Provided data ::
== Segment start ==
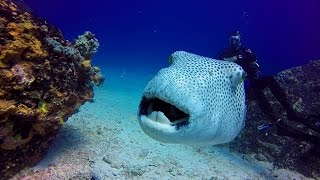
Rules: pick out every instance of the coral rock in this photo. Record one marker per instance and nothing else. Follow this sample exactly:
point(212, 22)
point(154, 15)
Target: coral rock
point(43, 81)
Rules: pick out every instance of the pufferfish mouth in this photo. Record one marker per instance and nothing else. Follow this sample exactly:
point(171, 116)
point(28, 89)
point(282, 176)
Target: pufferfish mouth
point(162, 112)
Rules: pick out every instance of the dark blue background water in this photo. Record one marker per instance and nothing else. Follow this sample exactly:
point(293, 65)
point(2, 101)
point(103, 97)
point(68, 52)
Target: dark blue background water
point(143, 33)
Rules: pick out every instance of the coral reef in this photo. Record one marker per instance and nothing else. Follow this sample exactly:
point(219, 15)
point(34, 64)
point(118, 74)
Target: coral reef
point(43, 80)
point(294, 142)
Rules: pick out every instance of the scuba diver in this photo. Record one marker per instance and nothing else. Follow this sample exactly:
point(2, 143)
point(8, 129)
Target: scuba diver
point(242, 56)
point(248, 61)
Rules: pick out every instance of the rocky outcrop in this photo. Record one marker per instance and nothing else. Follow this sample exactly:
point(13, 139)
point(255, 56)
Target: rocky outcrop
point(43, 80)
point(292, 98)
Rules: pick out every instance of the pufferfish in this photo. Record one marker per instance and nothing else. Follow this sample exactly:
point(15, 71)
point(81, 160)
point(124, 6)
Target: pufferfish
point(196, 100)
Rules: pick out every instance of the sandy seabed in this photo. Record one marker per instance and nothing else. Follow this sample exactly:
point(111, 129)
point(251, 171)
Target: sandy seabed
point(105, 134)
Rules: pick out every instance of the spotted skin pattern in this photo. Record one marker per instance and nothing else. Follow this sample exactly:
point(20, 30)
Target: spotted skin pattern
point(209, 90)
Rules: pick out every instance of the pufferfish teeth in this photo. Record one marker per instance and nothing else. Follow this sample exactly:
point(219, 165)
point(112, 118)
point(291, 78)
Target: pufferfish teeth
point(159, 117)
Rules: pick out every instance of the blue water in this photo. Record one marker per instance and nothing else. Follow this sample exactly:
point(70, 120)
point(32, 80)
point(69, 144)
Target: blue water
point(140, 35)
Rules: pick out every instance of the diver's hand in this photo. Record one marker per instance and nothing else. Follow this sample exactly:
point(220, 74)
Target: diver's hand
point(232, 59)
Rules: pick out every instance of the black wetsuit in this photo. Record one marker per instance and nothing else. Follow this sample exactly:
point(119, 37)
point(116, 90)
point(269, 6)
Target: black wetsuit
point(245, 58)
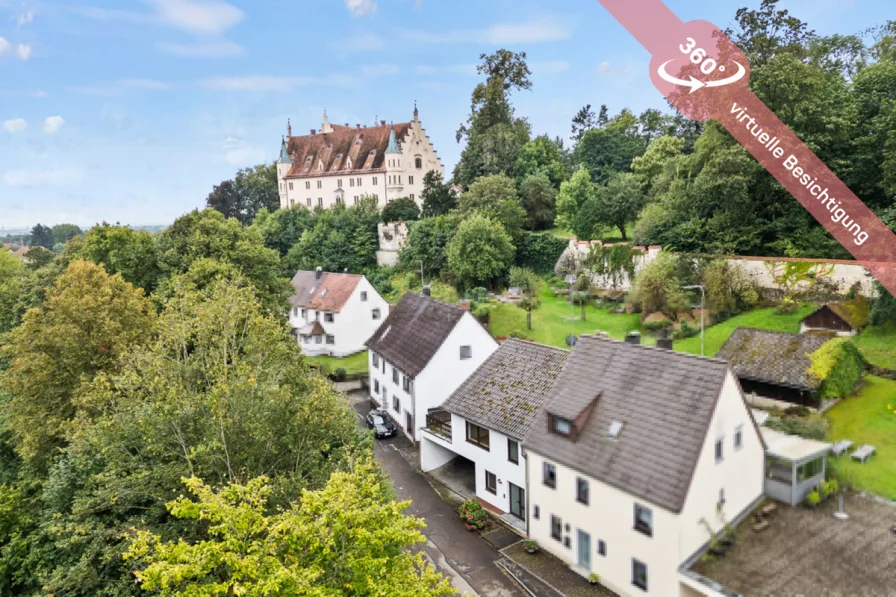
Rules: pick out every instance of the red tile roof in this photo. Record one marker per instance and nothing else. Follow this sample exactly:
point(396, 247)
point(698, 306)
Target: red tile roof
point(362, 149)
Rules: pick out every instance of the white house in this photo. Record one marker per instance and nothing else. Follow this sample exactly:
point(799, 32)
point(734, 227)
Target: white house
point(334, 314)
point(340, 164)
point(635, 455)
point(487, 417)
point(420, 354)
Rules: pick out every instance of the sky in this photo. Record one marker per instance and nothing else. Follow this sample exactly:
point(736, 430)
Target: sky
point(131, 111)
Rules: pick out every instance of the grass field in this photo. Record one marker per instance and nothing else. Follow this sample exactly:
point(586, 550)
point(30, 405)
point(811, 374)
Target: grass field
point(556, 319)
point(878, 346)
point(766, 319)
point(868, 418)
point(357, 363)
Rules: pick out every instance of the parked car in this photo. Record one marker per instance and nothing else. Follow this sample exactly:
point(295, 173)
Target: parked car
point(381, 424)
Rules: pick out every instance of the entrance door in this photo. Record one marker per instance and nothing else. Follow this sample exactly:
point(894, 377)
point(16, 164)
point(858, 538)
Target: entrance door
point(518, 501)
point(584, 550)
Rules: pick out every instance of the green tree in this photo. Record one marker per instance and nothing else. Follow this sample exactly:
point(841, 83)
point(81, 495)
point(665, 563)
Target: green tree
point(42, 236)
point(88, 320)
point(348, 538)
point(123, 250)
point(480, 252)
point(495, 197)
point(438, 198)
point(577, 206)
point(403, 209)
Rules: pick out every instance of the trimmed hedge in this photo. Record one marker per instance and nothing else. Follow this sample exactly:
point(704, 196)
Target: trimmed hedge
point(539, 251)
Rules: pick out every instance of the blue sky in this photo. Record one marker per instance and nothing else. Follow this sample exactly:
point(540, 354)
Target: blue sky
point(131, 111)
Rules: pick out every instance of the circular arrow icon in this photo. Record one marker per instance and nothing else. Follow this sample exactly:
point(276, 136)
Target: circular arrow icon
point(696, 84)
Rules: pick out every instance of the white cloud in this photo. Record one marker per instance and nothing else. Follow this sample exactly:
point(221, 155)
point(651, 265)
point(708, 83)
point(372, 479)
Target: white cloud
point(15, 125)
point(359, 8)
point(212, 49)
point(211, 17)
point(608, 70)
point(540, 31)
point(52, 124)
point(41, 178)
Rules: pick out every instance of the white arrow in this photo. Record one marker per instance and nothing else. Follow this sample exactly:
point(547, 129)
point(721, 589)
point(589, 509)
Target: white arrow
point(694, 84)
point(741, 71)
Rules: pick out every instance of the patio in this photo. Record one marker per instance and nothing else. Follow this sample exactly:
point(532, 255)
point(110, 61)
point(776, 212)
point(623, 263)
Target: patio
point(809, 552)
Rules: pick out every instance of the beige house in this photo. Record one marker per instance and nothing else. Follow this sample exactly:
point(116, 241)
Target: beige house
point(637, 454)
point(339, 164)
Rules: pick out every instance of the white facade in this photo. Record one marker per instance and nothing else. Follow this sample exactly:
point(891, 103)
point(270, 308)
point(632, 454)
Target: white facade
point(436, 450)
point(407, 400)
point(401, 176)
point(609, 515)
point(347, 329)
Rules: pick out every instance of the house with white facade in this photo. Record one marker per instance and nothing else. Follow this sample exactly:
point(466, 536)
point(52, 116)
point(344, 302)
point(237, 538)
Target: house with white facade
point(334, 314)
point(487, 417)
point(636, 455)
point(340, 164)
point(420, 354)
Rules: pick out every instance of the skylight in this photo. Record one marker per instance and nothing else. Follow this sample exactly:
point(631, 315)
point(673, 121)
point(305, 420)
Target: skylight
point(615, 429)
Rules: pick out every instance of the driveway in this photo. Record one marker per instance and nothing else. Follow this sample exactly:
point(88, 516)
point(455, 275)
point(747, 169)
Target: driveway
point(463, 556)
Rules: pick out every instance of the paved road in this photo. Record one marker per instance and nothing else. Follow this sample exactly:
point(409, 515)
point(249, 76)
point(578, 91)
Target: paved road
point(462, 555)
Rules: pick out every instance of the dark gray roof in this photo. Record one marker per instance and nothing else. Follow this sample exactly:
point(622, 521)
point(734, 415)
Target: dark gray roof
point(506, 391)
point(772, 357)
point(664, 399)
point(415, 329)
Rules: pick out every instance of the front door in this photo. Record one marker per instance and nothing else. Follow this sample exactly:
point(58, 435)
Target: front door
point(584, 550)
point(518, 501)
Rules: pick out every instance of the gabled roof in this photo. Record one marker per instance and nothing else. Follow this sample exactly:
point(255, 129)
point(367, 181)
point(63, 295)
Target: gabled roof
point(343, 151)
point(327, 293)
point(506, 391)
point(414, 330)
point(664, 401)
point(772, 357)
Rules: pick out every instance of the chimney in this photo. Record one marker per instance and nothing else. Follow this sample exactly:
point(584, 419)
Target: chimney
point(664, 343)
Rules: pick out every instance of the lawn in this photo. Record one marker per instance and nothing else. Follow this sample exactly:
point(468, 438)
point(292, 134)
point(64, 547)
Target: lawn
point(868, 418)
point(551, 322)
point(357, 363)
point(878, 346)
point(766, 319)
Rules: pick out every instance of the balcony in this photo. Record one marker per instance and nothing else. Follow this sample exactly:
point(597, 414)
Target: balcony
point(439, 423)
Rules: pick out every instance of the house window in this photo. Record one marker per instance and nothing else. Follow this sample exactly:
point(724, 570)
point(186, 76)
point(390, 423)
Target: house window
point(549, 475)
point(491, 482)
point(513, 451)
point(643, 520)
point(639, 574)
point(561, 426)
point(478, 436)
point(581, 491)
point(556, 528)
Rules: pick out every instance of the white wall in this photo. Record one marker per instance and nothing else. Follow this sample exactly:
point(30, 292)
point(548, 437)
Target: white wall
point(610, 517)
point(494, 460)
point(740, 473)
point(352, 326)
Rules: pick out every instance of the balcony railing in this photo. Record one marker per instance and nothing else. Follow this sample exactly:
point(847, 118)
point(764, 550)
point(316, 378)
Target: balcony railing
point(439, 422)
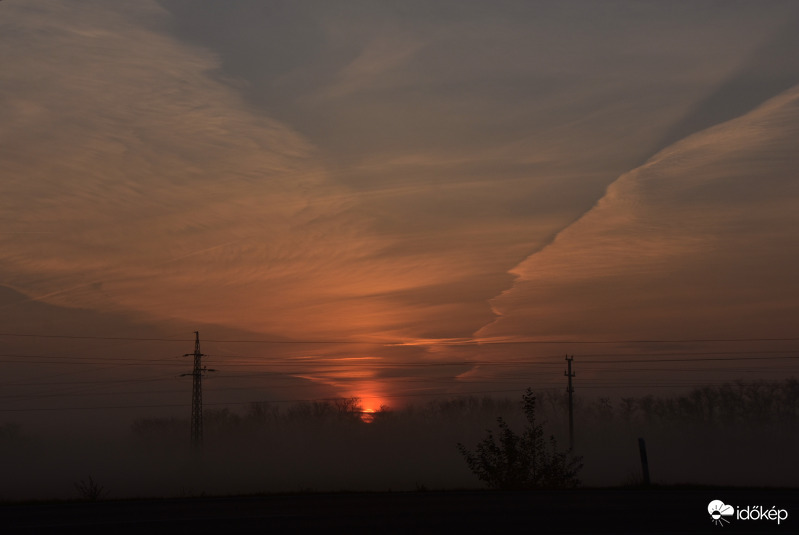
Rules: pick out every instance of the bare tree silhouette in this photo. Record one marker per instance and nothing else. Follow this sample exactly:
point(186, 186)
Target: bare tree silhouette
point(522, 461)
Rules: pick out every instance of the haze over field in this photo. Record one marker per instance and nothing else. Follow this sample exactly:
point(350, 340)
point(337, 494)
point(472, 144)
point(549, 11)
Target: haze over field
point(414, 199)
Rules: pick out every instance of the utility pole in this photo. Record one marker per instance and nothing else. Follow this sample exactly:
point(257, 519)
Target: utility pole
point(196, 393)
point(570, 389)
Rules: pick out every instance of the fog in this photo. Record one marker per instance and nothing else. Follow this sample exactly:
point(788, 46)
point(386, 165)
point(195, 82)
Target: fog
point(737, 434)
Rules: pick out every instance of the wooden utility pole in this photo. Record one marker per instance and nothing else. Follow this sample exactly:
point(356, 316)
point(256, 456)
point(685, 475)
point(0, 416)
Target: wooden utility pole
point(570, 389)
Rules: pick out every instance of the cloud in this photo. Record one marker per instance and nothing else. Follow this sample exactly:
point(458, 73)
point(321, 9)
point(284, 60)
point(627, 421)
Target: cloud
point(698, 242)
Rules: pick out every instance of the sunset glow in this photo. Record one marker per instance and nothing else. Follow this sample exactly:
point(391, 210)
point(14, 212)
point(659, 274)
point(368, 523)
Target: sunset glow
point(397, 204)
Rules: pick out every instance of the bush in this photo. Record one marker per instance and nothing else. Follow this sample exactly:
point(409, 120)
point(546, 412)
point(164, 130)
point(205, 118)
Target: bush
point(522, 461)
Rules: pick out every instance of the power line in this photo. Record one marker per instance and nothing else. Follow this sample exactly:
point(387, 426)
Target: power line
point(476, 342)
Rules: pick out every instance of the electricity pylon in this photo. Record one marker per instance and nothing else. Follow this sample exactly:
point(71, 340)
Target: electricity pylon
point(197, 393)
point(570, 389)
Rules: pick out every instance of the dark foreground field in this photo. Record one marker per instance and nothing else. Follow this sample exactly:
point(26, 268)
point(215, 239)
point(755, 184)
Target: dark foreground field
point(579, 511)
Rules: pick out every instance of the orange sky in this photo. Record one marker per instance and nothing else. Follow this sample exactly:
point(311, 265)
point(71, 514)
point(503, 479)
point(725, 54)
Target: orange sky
== Segment end ==
Work instruction :: Filter the listing above, keeping only the lines with "orange".

Your response ::
Rules: pick out every instance of the orange sky in this photo. Record one marker per instance and nothing else. Follow this sample exactly:
Target: orange sky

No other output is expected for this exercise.